(Object location annotation data)
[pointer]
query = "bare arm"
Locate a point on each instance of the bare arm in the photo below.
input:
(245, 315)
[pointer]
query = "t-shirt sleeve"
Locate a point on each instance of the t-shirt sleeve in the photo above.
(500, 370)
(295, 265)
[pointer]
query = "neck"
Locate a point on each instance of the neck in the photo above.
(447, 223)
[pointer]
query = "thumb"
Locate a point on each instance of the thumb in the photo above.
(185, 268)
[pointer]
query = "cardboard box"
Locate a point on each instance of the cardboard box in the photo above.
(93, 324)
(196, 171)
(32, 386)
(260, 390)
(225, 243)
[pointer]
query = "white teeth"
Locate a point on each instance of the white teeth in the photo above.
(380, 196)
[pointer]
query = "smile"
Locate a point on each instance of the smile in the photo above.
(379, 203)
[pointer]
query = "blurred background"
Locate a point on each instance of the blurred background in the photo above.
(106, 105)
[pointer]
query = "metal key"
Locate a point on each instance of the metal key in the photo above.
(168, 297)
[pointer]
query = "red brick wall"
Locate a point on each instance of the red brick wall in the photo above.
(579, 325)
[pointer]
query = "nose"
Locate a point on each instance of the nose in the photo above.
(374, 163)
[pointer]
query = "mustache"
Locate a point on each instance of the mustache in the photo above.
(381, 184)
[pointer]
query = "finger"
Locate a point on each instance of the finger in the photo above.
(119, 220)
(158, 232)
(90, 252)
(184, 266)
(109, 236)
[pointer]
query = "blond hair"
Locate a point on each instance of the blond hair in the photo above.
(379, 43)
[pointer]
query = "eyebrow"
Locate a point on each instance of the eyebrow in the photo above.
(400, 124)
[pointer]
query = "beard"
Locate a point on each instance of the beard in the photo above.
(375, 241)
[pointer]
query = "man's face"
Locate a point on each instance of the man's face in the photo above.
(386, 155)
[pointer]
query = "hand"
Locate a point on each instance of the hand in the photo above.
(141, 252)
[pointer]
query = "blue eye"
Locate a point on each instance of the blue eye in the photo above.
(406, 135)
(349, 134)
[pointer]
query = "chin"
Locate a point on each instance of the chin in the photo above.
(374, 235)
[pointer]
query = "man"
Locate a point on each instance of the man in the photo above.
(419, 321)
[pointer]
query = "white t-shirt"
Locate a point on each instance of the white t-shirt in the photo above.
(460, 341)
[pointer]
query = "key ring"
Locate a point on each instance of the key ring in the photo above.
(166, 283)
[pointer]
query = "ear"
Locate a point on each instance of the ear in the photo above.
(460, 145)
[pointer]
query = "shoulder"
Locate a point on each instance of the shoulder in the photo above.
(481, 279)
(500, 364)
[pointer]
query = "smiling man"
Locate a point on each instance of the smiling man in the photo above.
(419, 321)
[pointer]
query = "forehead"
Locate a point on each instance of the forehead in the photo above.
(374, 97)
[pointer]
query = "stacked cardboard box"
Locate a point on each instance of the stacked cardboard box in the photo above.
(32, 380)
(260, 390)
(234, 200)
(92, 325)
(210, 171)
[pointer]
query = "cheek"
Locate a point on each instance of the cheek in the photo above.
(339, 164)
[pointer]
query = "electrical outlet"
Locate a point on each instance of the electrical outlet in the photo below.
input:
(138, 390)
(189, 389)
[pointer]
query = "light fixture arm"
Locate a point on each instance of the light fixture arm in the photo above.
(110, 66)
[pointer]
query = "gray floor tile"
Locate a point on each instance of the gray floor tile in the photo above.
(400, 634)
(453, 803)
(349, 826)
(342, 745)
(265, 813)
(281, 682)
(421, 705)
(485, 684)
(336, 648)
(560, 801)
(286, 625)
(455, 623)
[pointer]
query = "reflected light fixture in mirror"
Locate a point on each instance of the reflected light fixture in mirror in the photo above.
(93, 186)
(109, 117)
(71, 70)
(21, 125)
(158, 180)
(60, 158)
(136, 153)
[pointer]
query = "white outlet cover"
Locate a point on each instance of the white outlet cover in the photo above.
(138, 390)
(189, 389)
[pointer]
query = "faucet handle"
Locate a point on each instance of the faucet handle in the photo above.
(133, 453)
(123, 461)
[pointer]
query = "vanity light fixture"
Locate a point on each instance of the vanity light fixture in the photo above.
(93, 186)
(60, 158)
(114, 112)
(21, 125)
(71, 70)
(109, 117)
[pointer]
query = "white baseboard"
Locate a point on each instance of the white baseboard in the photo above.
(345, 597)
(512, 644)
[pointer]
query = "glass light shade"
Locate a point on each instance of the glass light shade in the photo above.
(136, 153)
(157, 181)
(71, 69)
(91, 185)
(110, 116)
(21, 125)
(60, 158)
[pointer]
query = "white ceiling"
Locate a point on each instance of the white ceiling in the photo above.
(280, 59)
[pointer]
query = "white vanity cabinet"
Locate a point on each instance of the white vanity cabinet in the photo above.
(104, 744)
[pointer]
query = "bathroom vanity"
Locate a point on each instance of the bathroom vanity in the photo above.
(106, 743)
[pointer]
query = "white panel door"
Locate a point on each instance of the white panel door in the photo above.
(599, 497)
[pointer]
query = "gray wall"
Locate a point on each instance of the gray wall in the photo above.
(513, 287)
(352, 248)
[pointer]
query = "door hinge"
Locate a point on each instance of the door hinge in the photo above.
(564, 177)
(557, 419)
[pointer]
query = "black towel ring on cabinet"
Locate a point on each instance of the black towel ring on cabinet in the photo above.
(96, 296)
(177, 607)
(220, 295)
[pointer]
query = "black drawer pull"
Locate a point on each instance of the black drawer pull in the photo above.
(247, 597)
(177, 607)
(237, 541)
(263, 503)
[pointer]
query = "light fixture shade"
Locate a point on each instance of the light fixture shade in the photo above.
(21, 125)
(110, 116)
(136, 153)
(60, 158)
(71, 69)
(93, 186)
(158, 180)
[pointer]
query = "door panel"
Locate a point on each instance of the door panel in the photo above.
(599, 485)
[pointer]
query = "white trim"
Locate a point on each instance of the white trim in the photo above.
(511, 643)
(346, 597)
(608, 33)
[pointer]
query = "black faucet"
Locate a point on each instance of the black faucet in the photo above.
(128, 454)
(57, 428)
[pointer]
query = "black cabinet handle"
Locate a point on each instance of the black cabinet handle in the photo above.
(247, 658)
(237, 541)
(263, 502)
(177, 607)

*What is being asked*
How many lines in the records above contain the string "mirror", with case counting? Reply with the number only.

*Answer*
2